● **PROBLEM REQUIREMENTS**
Please copy out the data below word for word, keeping every line in its original order.
•••
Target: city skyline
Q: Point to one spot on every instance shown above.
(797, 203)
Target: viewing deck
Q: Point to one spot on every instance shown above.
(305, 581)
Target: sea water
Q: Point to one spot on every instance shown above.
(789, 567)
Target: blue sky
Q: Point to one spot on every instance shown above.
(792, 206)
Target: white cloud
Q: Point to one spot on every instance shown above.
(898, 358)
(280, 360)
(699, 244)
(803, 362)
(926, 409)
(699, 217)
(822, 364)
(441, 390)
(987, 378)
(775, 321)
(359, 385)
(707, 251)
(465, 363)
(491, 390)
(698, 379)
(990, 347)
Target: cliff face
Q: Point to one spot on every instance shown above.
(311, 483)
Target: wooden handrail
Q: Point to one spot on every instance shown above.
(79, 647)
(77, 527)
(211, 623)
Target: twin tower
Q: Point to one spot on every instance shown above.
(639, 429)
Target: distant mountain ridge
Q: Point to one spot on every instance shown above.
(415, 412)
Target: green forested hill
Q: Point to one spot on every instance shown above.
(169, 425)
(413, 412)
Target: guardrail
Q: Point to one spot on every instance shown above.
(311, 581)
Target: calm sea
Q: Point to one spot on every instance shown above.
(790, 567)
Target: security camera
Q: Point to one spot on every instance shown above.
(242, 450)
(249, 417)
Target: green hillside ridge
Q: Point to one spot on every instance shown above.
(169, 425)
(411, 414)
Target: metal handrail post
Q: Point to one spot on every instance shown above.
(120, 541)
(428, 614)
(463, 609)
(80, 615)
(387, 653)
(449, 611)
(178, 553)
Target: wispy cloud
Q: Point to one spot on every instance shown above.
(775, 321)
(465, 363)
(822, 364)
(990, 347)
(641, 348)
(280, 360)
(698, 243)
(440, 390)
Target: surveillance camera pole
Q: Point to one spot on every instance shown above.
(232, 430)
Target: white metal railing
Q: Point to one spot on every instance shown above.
•••
● **THE RESULT**
Target: city skyline
Q: Point to one spot on every instance shown above.
(797, 203)
Target: viewing deck
Q: Point to one spot on every instance shown above.
(305, 581)
Target: sea water
Q: Point to one spot on every instance shown above.
(789, 567)
Target: blue sky
Q: Point to one spot on every instance shown above.
(792, 206)
Target: white cloud
Q: Point to one spot on every instance shown above.
(898, 358)
(280, 360)
(699, 244)
(803, 362)
(926, 409)
(699, 217)
(822, 364)
(441, 390)
(987, 378)
(775, 321)
(359, 385)
(707, 251)
(465, 363)
(491, 390)
(698, 379)
(990, 347)
Target: cliff face
Q: Point to one spot on every instance shown above.
(311, 483)
Target: wooden handrail
Q: Point to one spot on every instance shown above.
(79, 647)
(77, 527)
(211, 623)
Target: twin tower
Q: Point to one spot on every instance shown above.
(639, 429)
Target: distant mountain ridge
Q: Point to one spot on every instance shown above.
(415, 412)
Target: green forested hill
Q: Point to one spot on every instance shown above.
(169, 425)
(413, 412)
Target: guardrail
Q: Point to one spot on every instance shown above.
(311, 581)
Target: calm sea
Q: Point to one spot on every instance shown above.
(790, 567)
Target: security camera
Q: Point to one spot on every instance shown above.
(242, 450)
(249, 417)
Target: green hillside ridge
Q: Point to one spot on every instance shown above.
(169, 425)
(411, 414)
Target: metal handrail post
Q: Point to one spot on every instance shown above.
(120, 541)
(428, 614)
(463, 609)
(80, 615)
(387, 653)
(449, 611)
(178, 553)
Target: wispy cloud
Q: Point to one spot on every instance shown above.
(775, 321)
(465, 363)
(822, 364)
(990, 347)
(641, 348)
(280, 360)
(698, 243)
(440, 390)
Target: surveillance camera pole
Q: Point to one spot on every instance shown above.
(232, 430)
Target: white metal railing
Q: Point to one spot on every instance shown above.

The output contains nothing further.